- **REQUIREMENT**
Write out, word for word and with no pictures, each line below from the one containing "Point to every instance of the white" through the one containing "Target: white kitchen towel", both included, and no other line.
---
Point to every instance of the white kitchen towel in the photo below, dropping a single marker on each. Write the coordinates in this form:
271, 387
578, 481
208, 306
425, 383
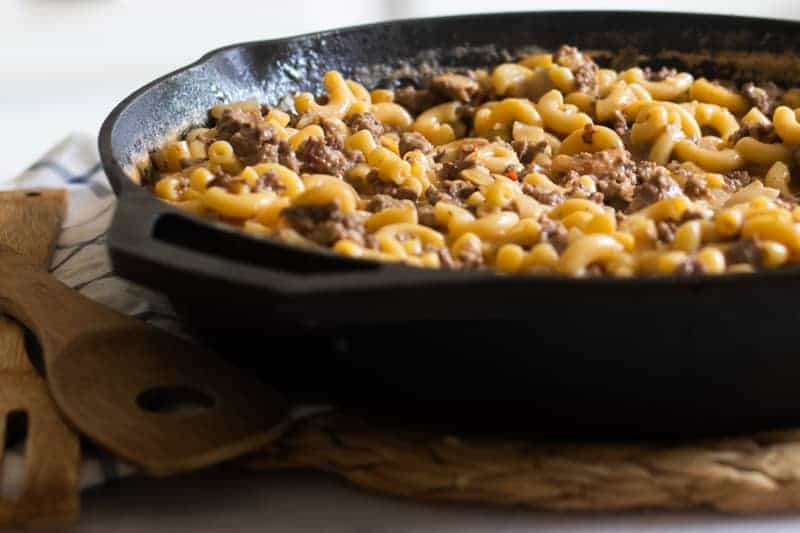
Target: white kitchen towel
---
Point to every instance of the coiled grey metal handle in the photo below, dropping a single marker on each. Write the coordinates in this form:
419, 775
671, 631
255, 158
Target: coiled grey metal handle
---
- **RESULT OF THIS EXERCISE**
Point to every instance of the white kitchen towel in the photo below, dropping a single marker on each. Write the coordinates in this form:
271, 387
578, 481
208, 306
425, 383
Target: white kitchen towel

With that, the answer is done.